# Start of Provided data
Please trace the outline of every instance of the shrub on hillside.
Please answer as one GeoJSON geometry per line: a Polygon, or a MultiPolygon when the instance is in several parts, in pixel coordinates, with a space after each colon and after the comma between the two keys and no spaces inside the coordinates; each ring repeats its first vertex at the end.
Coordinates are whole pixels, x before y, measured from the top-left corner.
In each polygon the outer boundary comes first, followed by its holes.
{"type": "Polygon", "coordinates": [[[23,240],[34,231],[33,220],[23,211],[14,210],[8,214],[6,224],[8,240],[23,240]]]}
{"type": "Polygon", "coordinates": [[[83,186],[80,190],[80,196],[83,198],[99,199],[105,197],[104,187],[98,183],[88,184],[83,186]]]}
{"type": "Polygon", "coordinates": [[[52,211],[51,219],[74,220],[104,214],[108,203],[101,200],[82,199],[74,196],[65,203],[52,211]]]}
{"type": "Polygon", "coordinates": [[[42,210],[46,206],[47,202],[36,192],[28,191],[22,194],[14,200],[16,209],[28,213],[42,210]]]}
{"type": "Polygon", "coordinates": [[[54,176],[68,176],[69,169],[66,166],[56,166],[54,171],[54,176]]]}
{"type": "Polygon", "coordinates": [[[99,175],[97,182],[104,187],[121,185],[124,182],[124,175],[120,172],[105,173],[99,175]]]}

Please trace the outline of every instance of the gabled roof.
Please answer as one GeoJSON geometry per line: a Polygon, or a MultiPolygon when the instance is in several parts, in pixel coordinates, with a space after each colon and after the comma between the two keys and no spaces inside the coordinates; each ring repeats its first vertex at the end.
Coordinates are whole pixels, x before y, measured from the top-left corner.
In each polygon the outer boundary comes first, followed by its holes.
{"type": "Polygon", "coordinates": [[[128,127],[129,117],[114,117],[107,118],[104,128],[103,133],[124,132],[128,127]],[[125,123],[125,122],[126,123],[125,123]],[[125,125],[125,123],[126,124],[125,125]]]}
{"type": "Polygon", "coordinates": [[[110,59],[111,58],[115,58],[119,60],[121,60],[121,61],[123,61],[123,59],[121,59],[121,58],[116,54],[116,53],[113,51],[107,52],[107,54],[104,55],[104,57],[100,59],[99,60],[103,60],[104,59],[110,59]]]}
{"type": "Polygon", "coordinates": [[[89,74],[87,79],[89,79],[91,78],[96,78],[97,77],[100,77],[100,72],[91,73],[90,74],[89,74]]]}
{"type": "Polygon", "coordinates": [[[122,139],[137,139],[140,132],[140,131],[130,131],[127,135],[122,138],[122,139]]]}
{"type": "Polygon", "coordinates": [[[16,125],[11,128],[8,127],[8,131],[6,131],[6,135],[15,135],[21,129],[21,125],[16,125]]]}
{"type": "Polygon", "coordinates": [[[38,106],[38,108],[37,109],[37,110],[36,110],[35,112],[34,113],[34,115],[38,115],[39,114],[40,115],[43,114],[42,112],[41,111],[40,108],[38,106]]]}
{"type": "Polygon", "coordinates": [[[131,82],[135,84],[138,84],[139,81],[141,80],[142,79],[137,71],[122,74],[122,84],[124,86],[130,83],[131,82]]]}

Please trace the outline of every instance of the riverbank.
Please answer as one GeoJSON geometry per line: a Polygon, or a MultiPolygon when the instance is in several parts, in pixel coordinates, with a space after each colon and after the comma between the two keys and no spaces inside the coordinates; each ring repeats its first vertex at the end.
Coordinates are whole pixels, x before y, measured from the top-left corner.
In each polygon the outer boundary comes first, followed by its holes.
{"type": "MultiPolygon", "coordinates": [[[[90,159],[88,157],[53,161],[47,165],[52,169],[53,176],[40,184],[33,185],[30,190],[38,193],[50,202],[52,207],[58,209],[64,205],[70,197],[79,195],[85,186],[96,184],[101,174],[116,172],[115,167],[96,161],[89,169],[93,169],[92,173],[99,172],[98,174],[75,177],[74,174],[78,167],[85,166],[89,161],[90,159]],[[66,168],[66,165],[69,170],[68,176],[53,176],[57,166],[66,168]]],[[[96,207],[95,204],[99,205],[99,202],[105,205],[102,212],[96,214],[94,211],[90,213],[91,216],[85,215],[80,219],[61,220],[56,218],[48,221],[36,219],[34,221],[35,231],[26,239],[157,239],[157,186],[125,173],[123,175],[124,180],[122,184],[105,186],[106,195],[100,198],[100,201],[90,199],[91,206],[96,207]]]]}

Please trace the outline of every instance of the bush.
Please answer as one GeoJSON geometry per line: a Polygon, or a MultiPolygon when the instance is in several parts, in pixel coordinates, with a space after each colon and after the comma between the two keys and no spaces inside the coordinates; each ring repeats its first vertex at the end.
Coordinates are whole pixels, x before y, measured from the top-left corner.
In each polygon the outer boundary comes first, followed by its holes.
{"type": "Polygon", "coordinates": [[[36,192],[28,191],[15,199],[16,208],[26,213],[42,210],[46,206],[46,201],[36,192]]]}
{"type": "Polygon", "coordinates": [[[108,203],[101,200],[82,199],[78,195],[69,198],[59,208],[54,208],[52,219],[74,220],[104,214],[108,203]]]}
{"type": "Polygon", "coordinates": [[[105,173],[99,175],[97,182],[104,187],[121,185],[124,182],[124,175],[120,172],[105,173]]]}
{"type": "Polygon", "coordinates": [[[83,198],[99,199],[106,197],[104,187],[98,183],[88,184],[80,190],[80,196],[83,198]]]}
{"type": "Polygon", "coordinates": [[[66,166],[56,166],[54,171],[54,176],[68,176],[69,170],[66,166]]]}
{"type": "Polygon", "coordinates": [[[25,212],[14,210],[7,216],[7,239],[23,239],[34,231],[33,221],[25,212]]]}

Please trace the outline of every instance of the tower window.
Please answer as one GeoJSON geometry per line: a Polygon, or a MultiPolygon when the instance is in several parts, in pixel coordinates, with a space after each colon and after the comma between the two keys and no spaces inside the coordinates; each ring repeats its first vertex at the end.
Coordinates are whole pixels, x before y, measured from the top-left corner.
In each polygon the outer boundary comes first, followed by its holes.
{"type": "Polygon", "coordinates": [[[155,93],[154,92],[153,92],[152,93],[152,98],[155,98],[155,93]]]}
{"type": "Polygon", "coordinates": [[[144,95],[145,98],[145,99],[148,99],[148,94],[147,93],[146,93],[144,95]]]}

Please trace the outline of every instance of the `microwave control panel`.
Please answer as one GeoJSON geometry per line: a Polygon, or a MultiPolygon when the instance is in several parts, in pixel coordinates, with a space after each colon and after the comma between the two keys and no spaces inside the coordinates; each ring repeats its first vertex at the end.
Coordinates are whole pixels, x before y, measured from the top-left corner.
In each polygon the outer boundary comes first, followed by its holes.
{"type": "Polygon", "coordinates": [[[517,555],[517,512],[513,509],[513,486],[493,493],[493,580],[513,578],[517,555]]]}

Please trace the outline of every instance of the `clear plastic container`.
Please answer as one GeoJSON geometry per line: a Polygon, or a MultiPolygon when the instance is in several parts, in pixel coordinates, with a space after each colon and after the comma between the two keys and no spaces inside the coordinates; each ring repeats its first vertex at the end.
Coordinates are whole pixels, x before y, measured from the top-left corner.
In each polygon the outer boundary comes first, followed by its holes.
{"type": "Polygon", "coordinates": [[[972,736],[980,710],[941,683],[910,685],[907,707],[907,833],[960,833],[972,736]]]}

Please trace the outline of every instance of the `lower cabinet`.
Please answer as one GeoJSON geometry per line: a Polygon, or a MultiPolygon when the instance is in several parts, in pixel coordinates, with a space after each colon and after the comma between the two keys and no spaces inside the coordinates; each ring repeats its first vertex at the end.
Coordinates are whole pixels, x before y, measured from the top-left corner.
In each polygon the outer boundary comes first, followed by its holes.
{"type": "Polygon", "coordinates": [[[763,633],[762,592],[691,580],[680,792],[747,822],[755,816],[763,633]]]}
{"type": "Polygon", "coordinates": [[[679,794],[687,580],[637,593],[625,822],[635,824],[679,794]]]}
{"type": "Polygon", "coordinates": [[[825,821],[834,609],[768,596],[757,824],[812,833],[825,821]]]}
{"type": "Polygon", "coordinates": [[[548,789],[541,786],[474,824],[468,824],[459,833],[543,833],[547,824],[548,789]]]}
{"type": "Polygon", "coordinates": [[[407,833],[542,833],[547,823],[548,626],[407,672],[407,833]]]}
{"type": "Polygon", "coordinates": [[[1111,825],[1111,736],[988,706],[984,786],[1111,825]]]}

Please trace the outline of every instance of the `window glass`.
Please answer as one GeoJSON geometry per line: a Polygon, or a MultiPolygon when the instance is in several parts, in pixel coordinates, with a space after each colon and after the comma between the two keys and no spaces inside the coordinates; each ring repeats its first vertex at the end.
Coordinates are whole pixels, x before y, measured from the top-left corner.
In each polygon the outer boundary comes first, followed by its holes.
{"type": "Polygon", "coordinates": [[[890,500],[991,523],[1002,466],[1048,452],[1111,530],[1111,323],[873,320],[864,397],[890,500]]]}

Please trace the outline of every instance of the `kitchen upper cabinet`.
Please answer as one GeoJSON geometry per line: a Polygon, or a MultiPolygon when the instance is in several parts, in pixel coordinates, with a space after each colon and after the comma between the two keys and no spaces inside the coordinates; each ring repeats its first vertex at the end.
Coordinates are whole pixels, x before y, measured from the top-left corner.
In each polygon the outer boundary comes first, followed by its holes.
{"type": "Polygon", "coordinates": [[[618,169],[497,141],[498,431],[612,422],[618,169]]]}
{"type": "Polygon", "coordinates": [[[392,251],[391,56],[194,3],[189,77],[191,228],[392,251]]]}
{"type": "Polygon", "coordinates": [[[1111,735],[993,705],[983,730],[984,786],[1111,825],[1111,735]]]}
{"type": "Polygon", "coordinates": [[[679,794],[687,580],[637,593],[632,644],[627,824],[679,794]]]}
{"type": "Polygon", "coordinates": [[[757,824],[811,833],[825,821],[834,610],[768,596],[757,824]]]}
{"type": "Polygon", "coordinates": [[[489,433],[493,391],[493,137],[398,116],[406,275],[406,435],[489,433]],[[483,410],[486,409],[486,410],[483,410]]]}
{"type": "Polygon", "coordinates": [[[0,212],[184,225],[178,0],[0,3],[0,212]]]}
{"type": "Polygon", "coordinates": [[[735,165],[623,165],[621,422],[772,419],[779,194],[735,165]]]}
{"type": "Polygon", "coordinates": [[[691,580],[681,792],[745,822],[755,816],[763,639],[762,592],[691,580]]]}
# End of Provided data
▶ **Work instructions**
List every row above that contains the word "cabinet".

▶ **Response to the task**
Please trace the outline of every instance of the `lower cabinet`.
Please trace the outline of every instance of the `kitchen upper cabinet`.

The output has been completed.